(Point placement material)
## begin
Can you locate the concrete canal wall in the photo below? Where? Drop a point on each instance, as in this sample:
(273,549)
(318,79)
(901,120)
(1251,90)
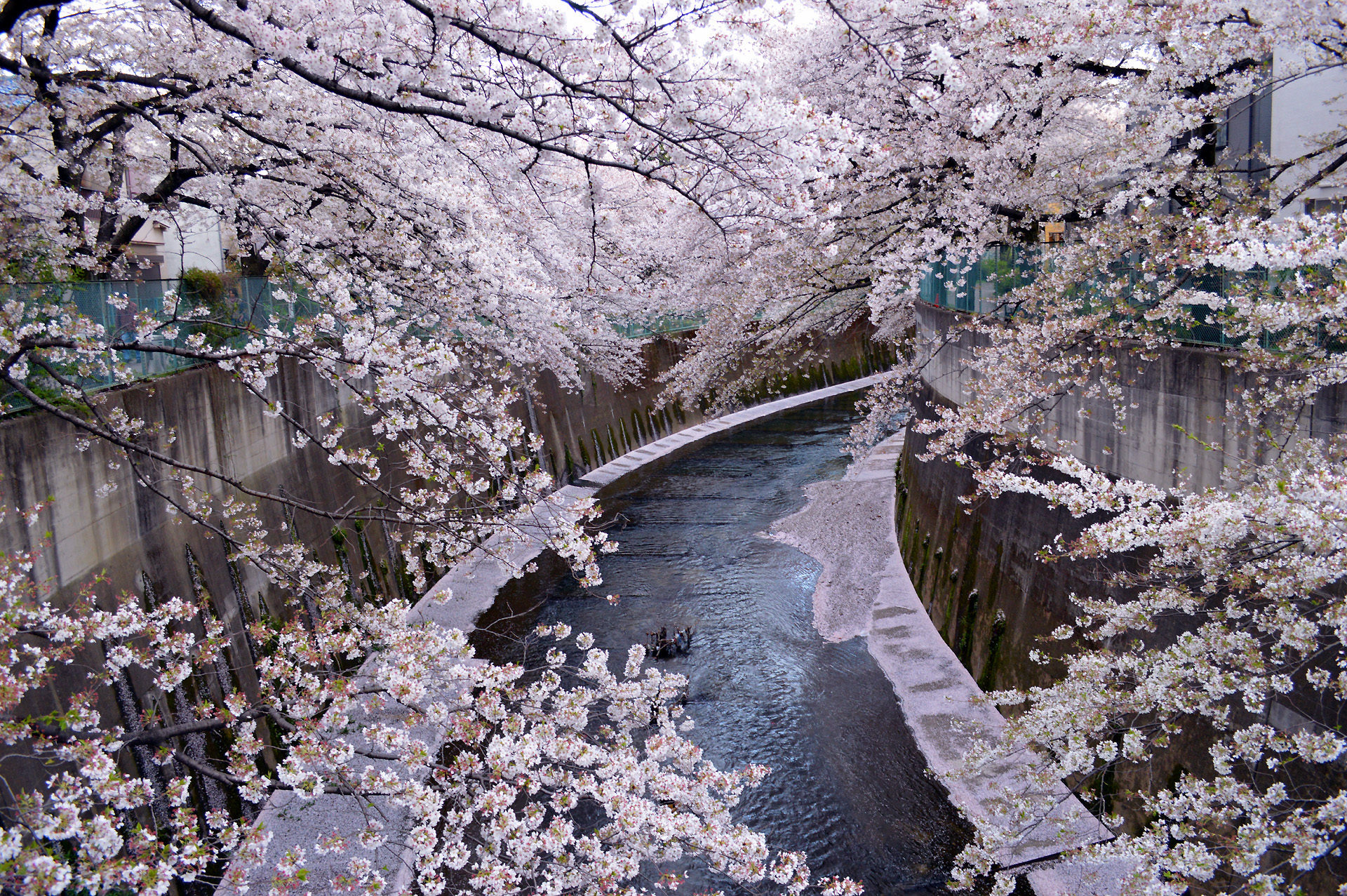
## end
# YOUR TASK:
Convert the material above into a JSON list of strings with one string per line and no blank lines. Leave the pictures out.

# SOLUTION:
[
  "Can you locate the concrete canal wall in the photo below? Where? Drop a point on each instance, as in this sample:",
  "(273,549)",
  "(318,79)",
  "(901,120)",
  "(1251,90)"
]